(PROBLEM REQUIREMENTS): Reproduce the items below unchanged, starting with the line that contains "find orange pumpkin" and going on through the last line of the items.
================================
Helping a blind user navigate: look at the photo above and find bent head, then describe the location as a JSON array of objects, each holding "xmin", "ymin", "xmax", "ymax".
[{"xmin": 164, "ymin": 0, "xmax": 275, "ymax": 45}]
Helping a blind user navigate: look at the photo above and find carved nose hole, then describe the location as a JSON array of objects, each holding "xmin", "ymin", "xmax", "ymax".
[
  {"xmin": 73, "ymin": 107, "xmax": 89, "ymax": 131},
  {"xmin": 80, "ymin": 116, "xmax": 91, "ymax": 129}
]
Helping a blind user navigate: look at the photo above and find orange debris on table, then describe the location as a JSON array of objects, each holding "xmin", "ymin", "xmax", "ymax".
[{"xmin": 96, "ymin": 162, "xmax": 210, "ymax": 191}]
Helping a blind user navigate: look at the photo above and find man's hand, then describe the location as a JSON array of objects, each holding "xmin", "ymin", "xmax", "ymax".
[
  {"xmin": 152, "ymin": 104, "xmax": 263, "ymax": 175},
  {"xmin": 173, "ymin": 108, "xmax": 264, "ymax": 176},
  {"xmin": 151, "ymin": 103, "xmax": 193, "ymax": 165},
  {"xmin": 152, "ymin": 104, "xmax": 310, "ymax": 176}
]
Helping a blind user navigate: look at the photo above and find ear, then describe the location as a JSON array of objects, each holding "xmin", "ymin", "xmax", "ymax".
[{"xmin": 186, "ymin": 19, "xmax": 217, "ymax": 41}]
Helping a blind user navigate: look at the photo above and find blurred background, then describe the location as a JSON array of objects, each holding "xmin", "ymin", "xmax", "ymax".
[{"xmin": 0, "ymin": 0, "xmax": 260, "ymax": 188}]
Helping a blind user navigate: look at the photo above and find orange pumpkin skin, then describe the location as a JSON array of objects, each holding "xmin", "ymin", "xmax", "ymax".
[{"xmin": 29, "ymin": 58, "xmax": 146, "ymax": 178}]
================================
(RESULT OF THE TASK):
Helping a blind user navigate: look at the photo above and find orange pumpkin skin, then describe the location as a JSON array of objects, each holding "xmin", "ymin", "xmax", "ymax".
[{"xmin": 29, "ymin": 58, "xmax": 146, "ymax": 178}]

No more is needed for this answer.